(Task instructions) The expected output is the exact lines from the one containing "Query: football helmet" through the end of the data, inclusive, and nothing else.
----- Entries shown -----
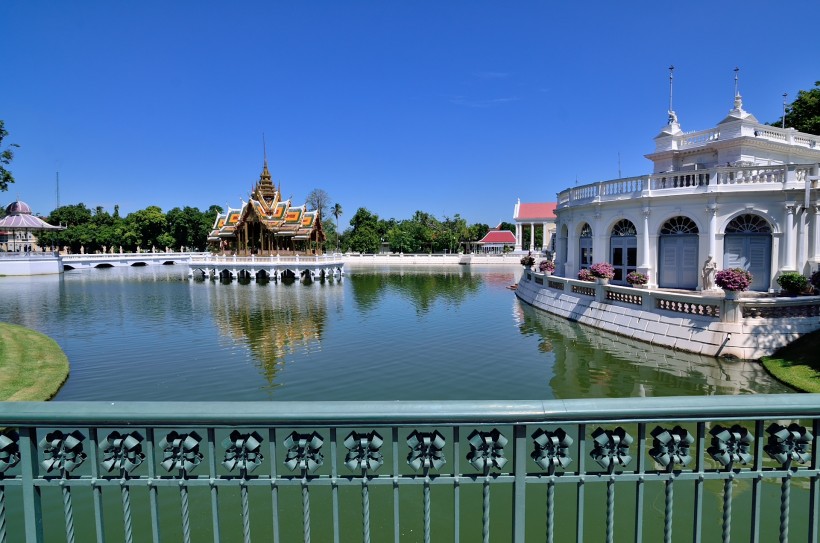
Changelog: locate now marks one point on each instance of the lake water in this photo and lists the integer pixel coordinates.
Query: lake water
(413, 333)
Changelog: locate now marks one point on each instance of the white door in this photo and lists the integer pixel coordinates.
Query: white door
(678, 261)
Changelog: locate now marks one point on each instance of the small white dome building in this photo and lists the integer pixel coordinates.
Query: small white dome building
(743, 192)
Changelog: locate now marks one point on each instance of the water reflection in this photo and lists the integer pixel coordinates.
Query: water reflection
(421, 333)
(592, 363)
(421, 287)
(274, 319)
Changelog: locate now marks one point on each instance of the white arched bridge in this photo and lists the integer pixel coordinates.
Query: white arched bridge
(266, 267)
(111, 260)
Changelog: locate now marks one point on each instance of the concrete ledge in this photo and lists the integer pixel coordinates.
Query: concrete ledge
(748, 339)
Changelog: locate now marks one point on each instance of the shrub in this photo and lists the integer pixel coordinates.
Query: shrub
(546, 266)
(636, 278)
(735, 279)
(602, 270)
(792, 282)
(815, 279)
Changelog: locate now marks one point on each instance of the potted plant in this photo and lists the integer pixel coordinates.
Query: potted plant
(637, 279)
(815, 279)
(585, 275)
(602, 271)
(547, 267)
(793, 283)
(733, 280)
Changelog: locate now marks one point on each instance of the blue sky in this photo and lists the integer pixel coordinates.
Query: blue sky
(397, 106)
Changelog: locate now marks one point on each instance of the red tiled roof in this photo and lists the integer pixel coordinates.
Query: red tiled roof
(537, 211)
(499, 236)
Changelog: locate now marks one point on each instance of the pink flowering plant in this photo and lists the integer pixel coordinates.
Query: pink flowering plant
(636, 278)
(734, 279)
(602, 270)
(815, 279)
(585, 275)
(546, 266)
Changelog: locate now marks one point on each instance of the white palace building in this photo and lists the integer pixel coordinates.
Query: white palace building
(743, 192)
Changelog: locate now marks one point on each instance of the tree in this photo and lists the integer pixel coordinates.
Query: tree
(6, 156)
(364, 236)
(804, 113)
(337, 211)
(318, 199)
(148, 226)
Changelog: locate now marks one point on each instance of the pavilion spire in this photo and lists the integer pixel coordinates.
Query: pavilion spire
(672, 126)
(738, 98)
(672, 117)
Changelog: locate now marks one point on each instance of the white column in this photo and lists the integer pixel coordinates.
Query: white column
(645, 264)
(517, 236)
(544, 236)
(788, 263)
(532, 236)
(712, 210)
(814, 230)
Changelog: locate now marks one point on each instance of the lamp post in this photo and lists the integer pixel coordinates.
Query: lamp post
(783, 124)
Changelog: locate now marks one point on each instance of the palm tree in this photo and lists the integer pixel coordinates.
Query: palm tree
(337, 211)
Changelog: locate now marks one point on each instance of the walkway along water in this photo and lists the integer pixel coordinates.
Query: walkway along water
(747, 328)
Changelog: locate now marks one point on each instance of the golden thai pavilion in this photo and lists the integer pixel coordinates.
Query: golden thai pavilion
(268, 225)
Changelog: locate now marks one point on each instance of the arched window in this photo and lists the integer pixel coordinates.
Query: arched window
(624, 227)
(748, 245)
(679, 225)
(678, 254)
(748, 224)
(585, 246)
(623, 249)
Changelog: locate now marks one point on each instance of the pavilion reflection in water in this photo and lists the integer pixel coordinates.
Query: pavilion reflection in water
(273, 325)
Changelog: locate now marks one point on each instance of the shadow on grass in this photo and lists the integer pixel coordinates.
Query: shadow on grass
(797, 364)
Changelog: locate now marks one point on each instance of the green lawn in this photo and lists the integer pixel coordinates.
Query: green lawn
(32, 366)
(797, 364)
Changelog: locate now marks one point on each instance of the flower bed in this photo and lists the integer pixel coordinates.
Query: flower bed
(546, 266)
(602, 270)
(733, 279)
(636, 278)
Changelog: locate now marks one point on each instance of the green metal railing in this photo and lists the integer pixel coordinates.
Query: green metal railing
(683, 467)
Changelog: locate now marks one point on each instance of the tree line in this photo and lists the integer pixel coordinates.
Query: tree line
(98, 230)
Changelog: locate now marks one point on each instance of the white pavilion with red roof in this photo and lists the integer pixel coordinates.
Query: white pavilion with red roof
(497, 241)
(532, 215)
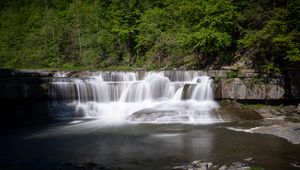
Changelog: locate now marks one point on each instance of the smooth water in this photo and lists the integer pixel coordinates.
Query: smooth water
(148, 97)
(140, 146)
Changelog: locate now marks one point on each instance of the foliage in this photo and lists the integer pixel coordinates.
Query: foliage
(70, 34)
(233, 74)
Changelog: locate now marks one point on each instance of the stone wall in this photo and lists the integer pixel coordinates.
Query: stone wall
(249, 85)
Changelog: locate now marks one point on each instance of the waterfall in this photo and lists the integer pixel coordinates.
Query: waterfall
(140, 97)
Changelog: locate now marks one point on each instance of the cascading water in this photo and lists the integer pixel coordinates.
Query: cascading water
(142, 97)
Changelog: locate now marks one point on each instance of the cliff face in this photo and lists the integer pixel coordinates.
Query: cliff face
(249, 85)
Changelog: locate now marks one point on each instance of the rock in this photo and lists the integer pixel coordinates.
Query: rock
(288, 110)
(238, 164)
(248, 159)
(223, 167)
(179, 168)
(298, 108)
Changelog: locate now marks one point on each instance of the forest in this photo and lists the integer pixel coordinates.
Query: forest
(149, 34)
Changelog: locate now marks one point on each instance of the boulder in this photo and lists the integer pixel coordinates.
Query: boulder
(298, 108)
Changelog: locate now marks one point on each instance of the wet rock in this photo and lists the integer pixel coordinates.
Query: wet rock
(238, 166)
(248, 159)
(288, 110)
(298, 108)
(224, 167)
(179, 168)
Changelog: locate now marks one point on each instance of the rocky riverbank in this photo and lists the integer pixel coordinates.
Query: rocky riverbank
(281, 121)
(204, 165)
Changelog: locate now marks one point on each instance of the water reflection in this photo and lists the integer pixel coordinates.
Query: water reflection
(136, 146)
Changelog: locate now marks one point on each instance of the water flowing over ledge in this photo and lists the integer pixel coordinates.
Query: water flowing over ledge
(148, 97)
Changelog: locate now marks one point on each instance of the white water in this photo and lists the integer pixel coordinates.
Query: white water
(148, 97)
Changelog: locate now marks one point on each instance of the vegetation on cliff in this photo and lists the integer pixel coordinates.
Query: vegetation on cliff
(196, 34)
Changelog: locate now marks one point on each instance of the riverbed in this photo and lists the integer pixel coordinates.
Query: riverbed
(141, 146)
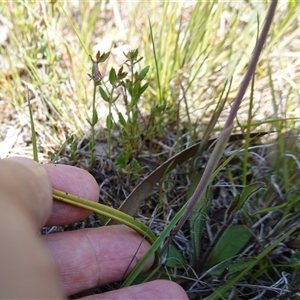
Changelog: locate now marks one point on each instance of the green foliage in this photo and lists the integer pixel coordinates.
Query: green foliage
(190, 54)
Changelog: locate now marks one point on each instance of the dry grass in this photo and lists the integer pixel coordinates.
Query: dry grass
(44, 60)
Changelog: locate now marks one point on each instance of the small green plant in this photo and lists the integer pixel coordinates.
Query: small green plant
(129, 86)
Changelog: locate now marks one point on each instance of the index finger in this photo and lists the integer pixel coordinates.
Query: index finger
(74, 181)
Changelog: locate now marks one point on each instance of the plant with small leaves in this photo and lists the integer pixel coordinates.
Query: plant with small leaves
(96, 77)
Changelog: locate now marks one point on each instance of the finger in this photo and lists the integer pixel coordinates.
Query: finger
(89, 258)
(158, 289)
(25, 202)
(73, 181)
(28, 187)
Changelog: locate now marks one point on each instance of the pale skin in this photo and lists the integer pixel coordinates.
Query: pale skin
(62, 264)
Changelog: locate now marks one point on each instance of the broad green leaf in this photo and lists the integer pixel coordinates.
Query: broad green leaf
(233, 267)
(233, 240)
(240, 200)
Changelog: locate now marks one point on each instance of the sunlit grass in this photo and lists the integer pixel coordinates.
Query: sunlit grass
(193, 51)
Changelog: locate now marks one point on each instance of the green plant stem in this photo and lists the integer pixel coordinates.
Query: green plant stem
(108, 212)
(93, 125)
(225, 134)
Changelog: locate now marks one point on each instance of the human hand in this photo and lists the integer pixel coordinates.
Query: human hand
(62, 264)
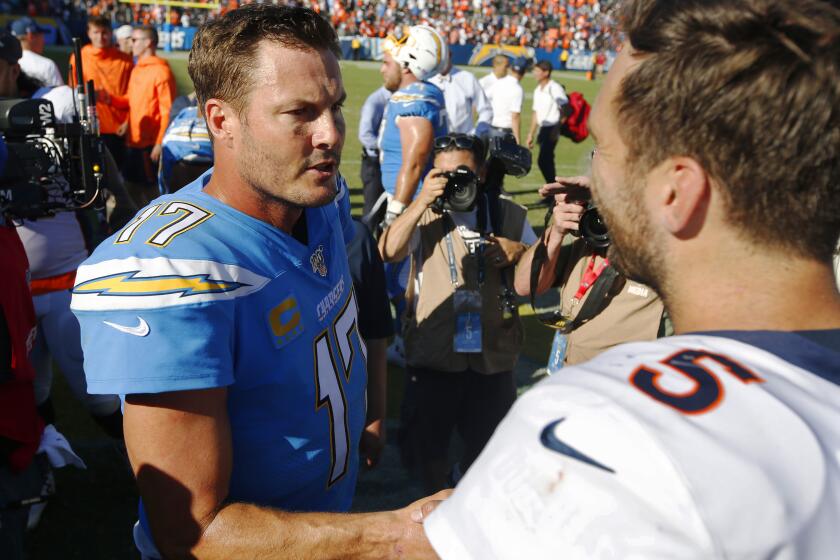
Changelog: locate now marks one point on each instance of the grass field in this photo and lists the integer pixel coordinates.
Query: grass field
(92, 513)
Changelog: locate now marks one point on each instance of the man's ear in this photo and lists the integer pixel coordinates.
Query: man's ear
(222, 121)
(682, 195)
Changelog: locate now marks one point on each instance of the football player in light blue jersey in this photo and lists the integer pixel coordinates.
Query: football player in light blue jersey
(414, 116)
(225, 315)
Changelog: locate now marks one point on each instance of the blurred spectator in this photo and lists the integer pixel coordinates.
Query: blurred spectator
(506, 101)
(501, 63)
(369, 122)
(461, 328)
(628, 311)
(187, 151)
(464, 98)
(31, 37)
(549, 24)
(549, 101)
(109, 68)
(151, 91)
(123, 36)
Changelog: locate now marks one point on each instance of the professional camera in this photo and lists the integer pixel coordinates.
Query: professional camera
(593, 230)
(516, 159)
(461, 191)
(51, 166)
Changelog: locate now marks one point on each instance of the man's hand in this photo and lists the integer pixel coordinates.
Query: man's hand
(433, 186)
(502, 252)
(570, 196)
(372, 443)
(423, 508)
(156, 152)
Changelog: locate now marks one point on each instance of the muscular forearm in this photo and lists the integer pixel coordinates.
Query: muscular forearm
(548, 271)
(407, 180)
(249, 531)
(393, 245)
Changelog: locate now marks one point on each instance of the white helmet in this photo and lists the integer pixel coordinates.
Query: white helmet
(423, 51)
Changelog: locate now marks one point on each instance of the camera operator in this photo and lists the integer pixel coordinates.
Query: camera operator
(461, 328)
(628, 312)
(20, 425)
(55, 246)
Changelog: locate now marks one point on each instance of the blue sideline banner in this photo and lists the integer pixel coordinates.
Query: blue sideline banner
(172, 38)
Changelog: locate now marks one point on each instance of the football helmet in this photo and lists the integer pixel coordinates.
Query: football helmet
(423, 51)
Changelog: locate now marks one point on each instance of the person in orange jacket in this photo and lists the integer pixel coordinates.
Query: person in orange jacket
(151, 90)
(109, 68)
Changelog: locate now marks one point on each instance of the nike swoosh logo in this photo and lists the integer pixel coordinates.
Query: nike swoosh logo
(550, 440)
(142, 328)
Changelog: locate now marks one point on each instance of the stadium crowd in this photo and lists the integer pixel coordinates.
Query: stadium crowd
(549, 24)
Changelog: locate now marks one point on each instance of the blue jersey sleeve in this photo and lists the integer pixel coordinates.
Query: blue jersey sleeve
(158, 350)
-----
(Response area)
Query: football helmet
(423, 51)
Changelog: locate now marks one point on each instance of the person in orange jacket in this photo and lists the integer pixel coordinates.
Query: person in orange jacket
(151, 90)
(109, 68)
Changelog: locate now marks one point on each instance of the nike swoosh logo in this photo and lists the integer pixel coordinates.
Query: nike swoosh logo
(550, 440)
(142, 328)
Changelog: locate now marks one point on each instance of the stadium crowd in this photo and lists the integer pixel coordinates.
Query: stadium crowd
(549, 24)
Changelog: locate now marks one point on each instance of the blue jersey sleeve in this photo and lists the integer pixel coordinates.
Query: blue jersey sleeve
(158, 350)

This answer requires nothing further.